━━ Supplied data ━━

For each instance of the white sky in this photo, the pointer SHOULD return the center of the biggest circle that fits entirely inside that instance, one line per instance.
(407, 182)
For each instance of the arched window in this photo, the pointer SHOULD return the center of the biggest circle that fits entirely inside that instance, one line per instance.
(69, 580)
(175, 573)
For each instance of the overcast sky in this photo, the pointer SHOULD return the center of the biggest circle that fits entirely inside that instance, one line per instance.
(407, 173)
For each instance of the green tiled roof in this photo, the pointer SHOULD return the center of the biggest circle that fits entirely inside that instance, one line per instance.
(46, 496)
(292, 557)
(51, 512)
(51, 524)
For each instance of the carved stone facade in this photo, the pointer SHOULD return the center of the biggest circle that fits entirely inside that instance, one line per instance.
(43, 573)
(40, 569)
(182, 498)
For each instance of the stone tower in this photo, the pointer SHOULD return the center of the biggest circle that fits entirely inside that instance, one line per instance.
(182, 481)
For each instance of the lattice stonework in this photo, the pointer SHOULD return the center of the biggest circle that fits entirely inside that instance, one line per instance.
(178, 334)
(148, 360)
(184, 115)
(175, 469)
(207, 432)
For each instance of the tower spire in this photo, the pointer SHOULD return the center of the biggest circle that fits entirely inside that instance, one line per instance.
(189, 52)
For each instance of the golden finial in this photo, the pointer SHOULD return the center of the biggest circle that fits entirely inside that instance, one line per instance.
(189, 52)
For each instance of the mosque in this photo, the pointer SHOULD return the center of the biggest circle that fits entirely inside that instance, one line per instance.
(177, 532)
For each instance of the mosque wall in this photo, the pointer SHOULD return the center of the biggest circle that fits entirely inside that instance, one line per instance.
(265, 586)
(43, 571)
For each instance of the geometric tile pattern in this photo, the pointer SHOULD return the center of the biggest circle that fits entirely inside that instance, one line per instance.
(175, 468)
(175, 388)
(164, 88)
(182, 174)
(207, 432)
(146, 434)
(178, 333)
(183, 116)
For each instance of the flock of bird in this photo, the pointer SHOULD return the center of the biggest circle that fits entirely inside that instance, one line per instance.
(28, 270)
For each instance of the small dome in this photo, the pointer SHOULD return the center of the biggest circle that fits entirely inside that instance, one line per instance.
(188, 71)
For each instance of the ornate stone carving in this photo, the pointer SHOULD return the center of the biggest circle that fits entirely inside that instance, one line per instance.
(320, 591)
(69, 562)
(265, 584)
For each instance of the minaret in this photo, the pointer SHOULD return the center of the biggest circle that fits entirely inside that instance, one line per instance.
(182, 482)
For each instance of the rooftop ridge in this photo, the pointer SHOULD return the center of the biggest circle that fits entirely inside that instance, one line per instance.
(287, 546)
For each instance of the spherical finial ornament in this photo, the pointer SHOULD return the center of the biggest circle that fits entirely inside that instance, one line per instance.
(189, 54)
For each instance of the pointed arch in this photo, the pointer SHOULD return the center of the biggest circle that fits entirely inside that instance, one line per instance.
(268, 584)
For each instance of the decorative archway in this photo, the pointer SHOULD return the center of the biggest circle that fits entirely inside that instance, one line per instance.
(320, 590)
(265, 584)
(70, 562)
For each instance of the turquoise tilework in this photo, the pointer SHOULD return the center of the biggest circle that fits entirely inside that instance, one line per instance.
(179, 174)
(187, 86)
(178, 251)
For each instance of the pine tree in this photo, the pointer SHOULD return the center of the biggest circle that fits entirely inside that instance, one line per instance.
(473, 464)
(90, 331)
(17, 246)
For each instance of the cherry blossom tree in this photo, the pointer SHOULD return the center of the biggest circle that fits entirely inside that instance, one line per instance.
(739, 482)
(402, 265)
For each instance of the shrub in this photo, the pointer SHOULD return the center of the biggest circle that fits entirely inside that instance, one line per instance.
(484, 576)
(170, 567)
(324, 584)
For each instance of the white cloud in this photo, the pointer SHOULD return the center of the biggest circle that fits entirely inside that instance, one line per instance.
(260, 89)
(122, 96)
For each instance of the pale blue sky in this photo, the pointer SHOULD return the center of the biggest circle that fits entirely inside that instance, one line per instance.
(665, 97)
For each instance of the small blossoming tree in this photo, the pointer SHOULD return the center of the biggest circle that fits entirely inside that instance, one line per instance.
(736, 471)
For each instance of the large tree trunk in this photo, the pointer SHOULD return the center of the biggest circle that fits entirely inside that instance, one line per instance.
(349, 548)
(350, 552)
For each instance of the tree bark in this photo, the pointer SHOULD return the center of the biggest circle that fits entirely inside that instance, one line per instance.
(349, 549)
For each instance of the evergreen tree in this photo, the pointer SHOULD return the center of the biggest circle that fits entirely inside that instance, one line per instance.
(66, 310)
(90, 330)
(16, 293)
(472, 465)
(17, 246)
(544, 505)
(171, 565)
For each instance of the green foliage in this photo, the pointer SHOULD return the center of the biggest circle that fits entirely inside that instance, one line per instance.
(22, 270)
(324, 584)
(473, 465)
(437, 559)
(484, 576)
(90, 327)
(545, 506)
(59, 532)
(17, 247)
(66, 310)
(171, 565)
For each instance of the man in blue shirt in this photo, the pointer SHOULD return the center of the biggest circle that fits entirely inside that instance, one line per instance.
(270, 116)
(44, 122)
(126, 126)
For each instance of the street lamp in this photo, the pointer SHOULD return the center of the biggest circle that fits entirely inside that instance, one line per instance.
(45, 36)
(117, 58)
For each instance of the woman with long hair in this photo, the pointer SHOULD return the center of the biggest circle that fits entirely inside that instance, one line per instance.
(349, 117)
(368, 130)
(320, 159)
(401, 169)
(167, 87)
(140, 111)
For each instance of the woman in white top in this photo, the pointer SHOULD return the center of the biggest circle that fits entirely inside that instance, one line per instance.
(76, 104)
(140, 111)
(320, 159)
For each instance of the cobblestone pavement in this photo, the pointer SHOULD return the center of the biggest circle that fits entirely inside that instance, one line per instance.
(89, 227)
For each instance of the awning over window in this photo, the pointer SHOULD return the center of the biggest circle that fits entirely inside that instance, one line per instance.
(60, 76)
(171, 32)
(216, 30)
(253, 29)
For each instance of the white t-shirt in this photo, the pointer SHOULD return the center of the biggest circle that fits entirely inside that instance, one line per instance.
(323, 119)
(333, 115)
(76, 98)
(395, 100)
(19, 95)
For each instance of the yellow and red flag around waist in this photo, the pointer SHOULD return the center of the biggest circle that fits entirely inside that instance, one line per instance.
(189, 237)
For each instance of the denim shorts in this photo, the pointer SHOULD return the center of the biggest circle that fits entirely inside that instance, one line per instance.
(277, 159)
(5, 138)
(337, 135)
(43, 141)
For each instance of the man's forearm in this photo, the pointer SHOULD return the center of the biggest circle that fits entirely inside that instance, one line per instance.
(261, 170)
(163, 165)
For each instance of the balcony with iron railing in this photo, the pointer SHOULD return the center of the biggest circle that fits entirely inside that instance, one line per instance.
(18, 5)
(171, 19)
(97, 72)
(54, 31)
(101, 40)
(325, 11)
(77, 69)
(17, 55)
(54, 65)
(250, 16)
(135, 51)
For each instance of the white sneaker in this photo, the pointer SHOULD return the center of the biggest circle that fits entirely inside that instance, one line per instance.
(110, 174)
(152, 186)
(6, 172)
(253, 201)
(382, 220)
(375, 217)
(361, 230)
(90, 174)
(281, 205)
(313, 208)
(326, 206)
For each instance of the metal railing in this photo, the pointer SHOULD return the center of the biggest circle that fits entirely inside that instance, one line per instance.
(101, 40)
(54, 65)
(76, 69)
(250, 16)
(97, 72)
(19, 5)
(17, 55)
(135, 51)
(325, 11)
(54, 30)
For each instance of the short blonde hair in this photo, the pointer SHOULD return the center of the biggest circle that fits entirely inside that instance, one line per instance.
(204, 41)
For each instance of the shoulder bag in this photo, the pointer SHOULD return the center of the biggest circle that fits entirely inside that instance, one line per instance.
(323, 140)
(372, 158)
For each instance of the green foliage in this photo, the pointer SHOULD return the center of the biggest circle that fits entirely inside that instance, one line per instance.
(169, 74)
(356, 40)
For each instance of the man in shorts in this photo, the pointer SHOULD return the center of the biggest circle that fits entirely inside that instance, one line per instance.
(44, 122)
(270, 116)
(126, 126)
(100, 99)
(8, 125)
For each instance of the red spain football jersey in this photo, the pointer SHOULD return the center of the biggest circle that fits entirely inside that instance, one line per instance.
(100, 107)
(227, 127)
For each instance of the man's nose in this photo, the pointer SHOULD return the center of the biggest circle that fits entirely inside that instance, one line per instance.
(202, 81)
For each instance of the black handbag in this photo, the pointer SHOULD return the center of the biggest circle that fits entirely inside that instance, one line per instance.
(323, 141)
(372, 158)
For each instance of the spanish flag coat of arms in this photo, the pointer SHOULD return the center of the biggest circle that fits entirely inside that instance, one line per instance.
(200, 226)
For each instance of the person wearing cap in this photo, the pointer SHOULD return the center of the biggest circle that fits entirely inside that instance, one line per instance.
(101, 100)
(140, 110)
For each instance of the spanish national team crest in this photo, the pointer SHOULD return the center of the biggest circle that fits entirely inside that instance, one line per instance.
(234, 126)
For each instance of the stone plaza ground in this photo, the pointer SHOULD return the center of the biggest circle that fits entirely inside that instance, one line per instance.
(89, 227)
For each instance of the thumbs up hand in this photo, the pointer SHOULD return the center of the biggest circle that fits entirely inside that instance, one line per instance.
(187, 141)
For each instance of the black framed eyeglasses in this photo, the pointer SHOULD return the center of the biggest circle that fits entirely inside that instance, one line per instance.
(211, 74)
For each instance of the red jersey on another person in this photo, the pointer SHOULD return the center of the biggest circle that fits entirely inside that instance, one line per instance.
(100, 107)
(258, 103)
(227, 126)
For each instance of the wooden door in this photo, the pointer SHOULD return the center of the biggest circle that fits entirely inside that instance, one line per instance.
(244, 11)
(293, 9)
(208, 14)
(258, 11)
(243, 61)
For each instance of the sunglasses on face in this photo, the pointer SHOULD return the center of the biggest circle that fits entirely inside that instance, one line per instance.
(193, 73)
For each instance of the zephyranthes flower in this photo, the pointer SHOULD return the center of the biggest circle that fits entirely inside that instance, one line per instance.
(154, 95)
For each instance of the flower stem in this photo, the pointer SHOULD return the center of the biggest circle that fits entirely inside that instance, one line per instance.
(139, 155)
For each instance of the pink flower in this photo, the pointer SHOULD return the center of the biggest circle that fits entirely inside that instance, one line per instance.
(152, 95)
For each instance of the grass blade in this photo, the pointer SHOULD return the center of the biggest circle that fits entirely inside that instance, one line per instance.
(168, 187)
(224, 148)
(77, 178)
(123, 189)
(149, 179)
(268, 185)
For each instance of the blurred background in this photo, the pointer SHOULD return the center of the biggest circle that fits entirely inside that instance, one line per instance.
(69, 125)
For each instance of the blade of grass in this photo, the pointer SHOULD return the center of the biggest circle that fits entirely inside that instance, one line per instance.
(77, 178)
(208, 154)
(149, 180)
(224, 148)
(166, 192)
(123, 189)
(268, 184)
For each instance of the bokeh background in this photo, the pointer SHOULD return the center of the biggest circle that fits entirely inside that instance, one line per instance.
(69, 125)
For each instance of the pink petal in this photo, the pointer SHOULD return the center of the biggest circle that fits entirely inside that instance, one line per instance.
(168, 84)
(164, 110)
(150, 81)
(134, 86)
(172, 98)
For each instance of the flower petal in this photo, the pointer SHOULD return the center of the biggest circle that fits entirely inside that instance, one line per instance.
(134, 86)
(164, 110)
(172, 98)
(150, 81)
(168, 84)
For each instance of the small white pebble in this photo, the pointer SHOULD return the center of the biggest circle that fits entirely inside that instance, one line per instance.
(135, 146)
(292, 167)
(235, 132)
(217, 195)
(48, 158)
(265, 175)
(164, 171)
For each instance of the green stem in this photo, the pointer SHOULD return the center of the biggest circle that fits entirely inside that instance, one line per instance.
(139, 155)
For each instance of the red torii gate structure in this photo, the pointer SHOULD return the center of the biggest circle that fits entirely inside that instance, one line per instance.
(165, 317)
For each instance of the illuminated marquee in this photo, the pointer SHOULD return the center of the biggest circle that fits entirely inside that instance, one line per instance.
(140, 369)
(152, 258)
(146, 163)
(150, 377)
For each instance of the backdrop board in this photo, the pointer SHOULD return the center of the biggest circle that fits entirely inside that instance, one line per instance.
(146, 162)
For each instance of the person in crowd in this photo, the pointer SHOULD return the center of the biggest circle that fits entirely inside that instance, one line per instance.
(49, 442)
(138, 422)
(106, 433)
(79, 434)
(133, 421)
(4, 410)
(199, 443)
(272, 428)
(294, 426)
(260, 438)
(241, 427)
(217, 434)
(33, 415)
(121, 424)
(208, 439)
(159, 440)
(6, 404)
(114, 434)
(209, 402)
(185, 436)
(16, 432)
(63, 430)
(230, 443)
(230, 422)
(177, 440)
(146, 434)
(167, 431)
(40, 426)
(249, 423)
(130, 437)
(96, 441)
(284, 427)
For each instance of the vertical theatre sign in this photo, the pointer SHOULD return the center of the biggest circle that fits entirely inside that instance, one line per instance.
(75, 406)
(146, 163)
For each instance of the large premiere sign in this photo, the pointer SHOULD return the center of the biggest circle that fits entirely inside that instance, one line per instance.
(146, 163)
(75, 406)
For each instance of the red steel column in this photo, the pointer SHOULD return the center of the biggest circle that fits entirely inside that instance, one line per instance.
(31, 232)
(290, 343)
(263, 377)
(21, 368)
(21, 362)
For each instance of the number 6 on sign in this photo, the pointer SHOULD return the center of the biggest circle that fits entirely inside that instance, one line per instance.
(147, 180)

━━━

Exercise prompt: From the line containing "For each instance of the number" to the last line above, repeat every line exactly and nothing else.

Answer to the problem:
For each instance of the number 6 on sign in this photo, the pointer SHOULD return the center of the biggest circle that fits entirely inside that instance, one line per instance.
(147, 180)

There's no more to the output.